• Text section:

# # #

Logan isn’t your typical comic book film. It’s a character study. Logan is Hugh Jackman’s finest hour as Wolverine. Jackman aptly embodies a harden man who wants to be left alone to die, but still has enough of a conscious left to care for those in need. We feel Wolverine’s pain throughout this film and sympathize with him greatly, probably the most since his origin was explored further in X2: X-Men United. Sure, the character is essentially a mirror image of  Clint Eastwood’s Man with No Name and/ or Dirty Harry, but Jackman’s performances as Wolverine have always been the strongest of his career.

# # #

• Study material:
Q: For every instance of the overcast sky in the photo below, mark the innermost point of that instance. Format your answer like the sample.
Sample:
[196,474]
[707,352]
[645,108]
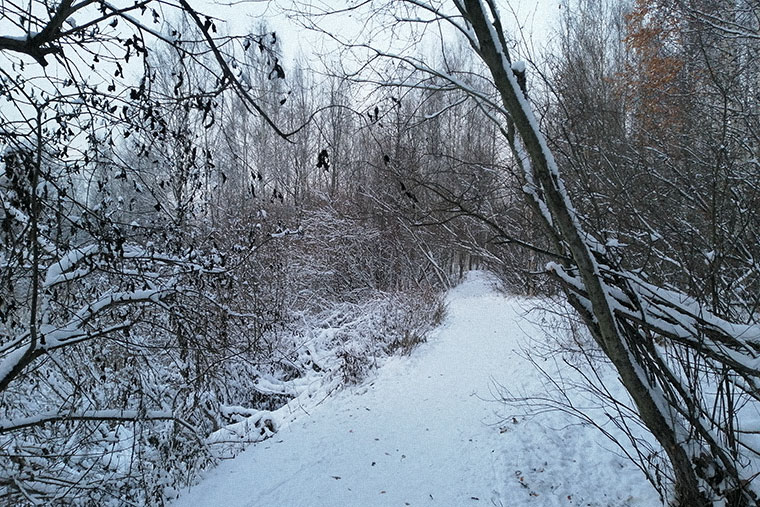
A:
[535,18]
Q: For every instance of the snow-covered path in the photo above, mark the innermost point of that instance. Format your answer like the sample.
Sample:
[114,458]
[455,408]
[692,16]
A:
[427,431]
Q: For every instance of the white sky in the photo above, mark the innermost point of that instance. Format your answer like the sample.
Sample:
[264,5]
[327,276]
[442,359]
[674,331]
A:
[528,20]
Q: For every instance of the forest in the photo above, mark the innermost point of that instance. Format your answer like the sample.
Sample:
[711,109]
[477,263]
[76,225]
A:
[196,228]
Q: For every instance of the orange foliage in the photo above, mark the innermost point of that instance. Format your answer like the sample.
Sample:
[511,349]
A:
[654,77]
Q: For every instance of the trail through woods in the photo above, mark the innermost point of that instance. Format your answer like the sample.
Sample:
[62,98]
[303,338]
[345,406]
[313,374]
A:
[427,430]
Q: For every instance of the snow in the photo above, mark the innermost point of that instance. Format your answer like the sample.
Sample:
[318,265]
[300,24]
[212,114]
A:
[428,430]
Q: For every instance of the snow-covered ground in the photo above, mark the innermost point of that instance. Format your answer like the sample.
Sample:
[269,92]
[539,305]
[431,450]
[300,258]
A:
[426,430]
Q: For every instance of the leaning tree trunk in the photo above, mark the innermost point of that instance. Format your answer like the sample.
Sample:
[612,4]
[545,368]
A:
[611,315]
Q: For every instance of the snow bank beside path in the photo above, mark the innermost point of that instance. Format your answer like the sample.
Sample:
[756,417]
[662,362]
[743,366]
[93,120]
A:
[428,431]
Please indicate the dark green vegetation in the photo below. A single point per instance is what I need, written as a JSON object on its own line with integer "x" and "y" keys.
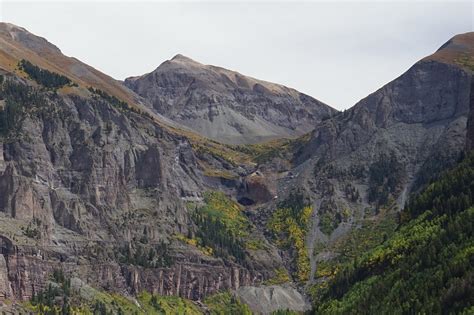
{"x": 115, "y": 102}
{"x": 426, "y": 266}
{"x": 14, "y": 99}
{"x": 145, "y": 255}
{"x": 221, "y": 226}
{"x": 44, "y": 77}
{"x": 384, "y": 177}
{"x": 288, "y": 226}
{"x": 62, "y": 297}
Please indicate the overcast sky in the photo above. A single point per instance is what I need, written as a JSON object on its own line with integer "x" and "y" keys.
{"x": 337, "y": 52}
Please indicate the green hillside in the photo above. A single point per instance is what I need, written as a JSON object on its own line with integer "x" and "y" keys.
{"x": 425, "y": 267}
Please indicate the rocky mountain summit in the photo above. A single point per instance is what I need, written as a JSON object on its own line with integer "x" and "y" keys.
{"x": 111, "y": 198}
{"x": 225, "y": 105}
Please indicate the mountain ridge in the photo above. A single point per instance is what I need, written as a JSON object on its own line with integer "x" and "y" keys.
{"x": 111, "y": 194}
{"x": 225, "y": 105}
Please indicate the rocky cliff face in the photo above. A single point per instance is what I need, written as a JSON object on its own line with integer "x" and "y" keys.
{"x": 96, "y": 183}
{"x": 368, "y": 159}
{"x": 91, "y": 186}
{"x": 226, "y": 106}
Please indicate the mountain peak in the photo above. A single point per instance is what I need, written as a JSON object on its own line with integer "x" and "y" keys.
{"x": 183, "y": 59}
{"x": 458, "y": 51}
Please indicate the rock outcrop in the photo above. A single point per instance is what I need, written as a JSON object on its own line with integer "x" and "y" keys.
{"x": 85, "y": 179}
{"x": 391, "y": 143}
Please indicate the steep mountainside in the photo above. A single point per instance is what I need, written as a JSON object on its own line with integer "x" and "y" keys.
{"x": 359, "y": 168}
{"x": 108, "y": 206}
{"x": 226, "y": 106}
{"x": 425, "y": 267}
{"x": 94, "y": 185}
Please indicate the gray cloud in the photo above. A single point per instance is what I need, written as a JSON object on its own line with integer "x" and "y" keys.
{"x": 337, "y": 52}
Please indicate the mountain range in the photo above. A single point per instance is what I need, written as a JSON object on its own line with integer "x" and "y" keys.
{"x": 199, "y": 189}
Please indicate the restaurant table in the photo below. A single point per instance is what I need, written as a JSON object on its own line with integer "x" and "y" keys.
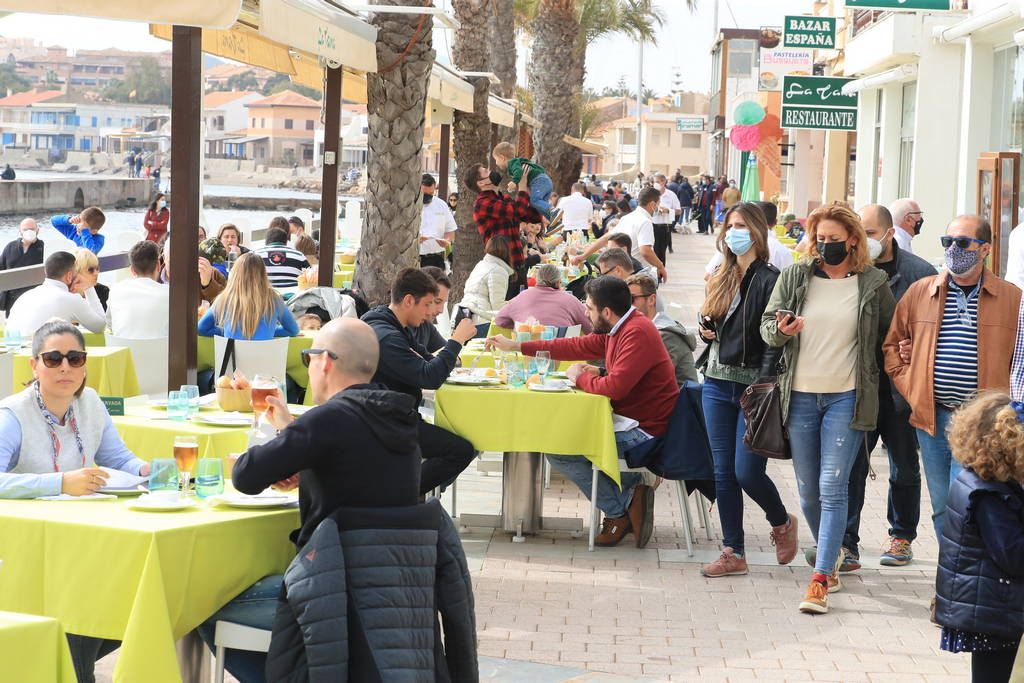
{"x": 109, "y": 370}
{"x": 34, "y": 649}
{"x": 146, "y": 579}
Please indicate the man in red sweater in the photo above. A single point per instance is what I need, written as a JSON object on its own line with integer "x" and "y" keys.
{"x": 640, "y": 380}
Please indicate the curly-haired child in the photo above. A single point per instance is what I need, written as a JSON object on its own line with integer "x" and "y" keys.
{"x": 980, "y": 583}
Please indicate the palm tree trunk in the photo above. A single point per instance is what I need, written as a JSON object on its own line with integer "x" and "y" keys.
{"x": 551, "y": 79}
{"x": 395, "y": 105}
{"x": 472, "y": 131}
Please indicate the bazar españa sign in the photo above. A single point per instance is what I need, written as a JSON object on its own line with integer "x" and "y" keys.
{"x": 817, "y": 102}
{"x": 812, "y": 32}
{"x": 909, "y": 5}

# # #

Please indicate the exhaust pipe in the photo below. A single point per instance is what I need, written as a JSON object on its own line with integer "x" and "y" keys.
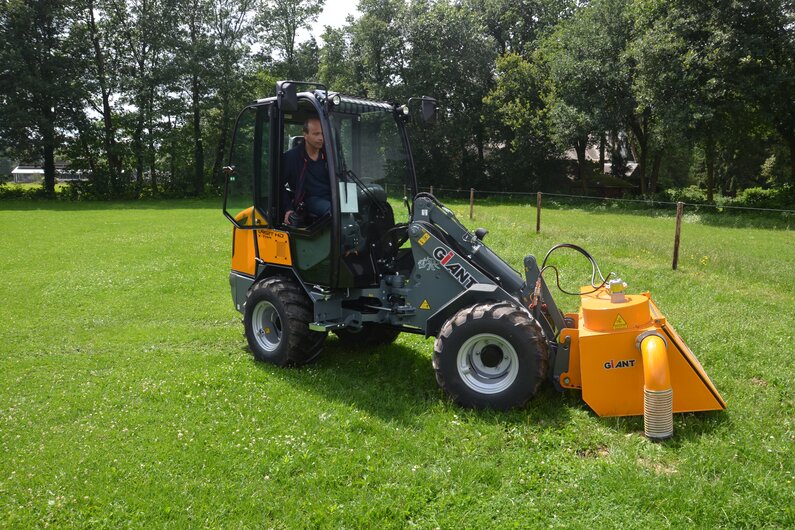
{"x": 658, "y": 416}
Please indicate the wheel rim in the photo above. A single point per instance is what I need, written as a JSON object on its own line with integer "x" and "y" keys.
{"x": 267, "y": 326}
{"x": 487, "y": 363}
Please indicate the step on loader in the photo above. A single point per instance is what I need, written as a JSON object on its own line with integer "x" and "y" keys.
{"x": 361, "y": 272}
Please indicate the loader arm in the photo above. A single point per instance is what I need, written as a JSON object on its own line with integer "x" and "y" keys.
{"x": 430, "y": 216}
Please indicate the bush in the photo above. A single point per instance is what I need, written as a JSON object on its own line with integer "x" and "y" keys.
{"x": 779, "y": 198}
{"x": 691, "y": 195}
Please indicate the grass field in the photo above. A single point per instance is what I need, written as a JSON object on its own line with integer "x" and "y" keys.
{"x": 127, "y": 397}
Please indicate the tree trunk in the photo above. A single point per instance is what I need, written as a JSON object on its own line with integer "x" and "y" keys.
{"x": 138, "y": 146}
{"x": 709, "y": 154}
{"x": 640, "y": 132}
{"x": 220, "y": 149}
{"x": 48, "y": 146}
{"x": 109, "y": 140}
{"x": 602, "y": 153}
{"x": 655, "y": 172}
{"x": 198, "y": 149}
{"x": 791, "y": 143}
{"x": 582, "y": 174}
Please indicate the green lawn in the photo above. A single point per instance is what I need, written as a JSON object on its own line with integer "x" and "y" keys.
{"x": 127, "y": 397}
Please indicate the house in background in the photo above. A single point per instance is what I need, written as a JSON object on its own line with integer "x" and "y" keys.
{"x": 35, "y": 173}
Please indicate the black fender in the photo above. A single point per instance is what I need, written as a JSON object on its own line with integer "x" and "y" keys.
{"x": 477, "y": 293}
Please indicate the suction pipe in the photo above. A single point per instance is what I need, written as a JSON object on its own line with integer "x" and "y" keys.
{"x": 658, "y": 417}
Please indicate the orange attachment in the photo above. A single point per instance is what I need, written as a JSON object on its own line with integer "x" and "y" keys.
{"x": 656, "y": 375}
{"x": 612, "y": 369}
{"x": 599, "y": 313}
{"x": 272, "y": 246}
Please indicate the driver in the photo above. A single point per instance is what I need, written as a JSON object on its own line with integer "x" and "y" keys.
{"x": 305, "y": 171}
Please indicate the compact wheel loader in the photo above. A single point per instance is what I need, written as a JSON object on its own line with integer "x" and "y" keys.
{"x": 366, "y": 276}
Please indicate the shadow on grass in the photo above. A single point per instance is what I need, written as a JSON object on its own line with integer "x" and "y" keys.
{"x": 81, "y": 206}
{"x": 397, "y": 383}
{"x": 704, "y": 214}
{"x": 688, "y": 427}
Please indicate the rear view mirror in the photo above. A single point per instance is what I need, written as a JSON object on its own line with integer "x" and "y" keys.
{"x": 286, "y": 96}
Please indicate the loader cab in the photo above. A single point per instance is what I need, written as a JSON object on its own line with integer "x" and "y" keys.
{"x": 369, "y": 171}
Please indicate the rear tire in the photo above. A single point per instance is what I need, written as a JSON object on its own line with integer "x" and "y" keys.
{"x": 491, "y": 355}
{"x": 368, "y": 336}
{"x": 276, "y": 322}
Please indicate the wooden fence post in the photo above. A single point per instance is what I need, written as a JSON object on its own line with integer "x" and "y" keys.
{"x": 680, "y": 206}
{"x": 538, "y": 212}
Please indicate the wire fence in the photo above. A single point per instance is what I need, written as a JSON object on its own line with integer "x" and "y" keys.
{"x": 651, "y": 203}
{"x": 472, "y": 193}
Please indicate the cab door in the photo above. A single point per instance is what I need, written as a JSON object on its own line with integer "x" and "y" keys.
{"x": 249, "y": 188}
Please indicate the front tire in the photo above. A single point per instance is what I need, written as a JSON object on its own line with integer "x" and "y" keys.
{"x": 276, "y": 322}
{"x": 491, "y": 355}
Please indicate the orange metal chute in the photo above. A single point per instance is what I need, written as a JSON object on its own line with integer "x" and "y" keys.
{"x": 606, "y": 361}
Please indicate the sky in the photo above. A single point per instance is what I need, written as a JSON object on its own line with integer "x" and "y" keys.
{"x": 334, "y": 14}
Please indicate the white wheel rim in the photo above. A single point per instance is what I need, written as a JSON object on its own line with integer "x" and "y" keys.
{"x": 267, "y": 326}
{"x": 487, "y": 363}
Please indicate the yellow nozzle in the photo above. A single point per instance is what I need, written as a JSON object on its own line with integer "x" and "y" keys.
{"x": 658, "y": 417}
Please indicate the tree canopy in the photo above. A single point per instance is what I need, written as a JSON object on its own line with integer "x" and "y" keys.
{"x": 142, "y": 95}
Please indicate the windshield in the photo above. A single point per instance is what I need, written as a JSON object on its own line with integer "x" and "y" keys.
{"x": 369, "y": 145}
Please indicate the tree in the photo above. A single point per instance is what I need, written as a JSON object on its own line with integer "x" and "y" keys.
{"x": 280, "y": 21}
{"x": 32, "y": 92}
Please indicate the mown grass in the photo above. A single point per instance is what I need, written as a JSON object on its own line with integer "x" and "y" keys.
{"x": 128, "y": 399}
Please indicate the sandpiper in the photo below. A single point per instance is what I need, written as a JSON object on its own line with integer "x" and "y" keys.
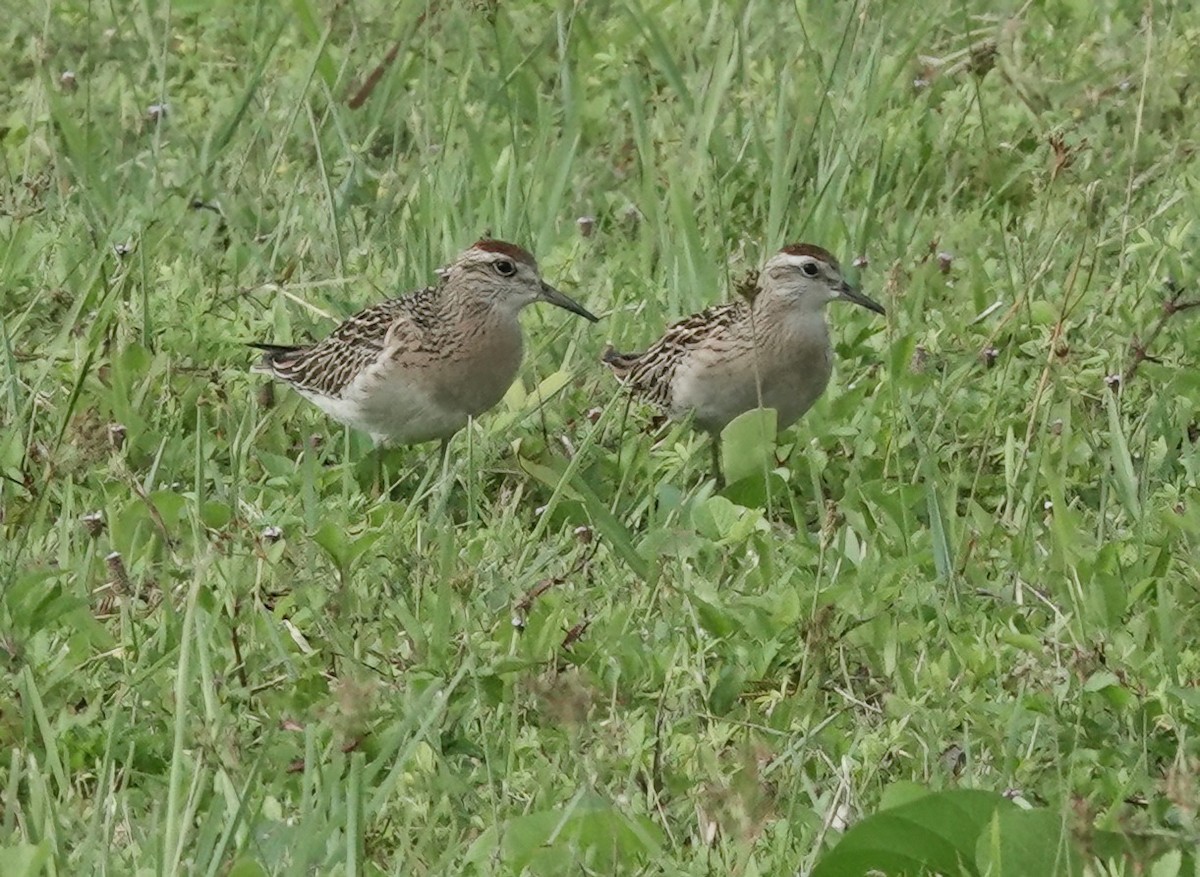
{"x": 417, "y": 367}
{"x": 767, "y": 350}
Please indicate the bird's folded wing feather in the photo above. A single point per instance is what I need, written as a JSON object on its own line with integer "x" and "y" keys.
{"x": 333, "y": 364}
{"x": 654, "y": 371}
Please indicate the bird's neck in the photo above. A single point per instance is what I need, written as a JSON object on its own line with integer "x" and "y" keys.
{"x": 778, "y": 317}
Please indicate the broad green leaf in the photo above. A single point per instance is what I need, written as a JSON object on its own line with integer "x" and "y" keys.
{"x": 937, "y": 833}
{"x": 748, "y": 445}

# # #

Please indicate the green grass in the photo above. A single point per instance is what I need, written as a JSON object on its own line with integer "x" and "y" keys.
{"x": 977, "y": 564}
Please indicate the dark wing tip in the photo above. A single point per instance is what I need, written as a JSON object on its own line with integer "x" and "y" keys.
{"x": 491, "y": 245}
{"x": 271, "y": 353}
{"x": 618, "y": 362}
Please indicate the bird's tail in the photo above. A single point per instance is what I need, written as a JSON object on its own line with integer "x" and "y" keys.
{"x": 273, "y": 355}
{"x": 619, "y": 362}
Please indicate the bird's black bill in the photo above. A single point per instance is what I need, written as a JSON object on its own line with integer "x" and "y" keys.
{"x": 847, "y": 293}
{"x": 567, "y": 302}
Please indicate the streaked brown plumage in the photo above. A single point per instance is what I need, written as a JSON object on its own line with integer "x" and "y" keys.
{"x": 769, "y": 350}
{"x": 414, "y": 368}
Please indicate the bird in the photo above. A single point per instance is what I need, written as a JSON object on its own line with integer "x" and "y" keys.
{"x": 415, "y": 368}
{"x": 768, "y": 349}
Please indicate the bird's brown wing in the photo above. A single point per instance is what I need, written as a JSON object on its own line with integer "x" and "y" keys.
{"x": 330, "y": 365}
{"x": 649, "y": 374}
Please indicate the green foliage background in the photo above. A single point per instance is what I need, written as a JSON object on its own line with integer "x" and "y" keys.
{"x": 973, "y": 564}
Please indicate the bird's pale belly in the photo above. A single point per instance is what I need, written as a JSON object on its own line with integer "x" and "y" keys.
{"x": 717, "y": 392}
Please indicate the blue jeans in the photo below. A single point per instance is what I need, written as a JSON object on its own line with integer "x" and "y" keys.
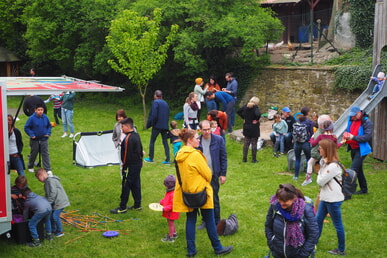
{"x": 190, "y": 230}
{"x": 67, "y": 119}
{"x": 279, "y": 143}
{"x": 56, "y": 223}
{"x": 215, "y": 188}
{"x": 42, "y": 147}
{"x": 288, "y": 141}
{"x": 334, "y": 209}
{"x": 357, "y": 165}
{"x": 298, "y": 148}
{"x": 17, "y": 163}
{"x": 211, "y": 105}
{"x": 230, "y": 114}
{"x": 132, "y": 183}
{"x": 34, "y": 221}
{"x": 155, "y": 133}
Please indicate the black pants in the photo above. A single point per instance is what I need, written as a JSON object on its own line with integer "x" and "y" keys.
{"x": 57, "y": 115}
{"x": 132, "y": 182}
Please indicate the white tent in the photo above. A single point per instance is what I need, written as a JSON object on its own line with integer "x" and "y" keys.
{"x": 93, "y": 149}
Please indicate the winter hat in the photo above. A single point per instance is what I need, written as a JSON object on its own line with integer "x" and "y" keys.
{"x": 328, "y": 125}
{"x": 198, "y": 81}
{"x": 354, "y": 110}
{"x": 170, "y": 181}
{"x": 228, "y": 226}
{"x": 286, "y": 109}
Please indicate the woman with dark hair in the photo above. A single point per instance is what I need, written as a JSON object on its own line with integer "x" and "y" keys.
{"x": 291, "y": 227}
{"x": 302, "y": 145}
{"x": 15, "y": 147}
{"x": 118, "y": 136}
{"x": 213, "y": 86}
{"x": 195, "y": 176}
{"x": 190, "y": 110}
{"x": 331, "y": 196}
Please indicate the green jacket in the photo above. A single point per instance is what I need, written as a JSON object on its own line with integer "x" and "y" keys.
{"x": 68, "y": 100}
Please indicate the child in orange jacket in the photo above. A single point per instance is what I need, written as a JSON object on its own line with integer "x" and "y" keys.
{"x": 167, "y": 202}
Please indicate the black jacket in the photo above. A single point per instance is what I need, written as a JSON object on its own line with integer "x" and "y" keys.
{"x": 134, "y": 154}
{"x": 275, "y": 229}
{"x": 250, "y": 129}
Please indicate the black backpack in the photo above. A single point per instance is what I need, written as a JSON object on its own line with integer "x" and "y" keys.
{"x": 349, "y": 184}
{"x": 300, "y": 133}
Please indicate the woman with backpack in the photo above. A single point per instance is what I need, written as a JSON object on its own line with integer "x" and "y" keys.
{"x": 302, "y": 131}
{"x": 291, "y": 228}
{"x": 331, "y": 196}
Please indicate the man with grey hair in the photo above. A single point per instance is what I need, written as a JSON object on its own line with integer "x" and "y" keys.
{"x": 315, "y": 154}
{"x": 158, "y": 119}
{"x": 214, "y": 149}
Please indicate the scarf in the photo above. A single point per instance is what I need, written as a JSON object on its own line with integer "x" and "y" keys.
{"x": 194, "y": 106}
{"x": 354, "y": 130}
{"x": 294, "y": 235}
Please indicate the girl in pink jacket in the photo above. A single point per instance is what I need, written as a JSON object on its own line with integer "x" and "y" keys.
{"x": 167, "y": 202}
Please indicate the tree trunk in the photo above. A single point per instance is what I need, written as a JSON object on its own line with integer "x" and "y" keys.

# # #

• Exercise description:
Please continue the review of Logan from its last sentence. The rows play no part in this.

• Task response:
Not to be outdone, however, is Patrick Stewart as Professor X, whose dementia has rendered him a walking nuclear weapon if he is not medicated properly. Stewart is a classical actor, so we expect this of him regardless. More surprising is Stephen Merchants’ performance as Caliban, a tortured albino mutant who aides Logan. Known more for his comedic roles such as in Hello Ladies, Merchant puts his acting abilities on full display, which should result in him obtaining more serious work in the future. Boyd Holbrook continues to show he’s a rising star with his performance as the villainous Donald Pierce, and injects the humor into the film (*because God forbid there not be any humor in a comic book movie*). But the real showstopper here is Dafne Keen as Laura, who barely speaks throughout the film, but gives the performance of a lifetime. You want this girl to make it to Eden, and she doesn’t come off as an annoying kid like most kids do in comic book movies (*cough* Iron Man 3 *cough*). It also helps that she kicks butt too. We haven’t seen such rooted characters in a Marvel Comics movie in quite some, and when something does happen to these people who you’ve grown attached to, it’s as if Wolverine himself claws you in your gut.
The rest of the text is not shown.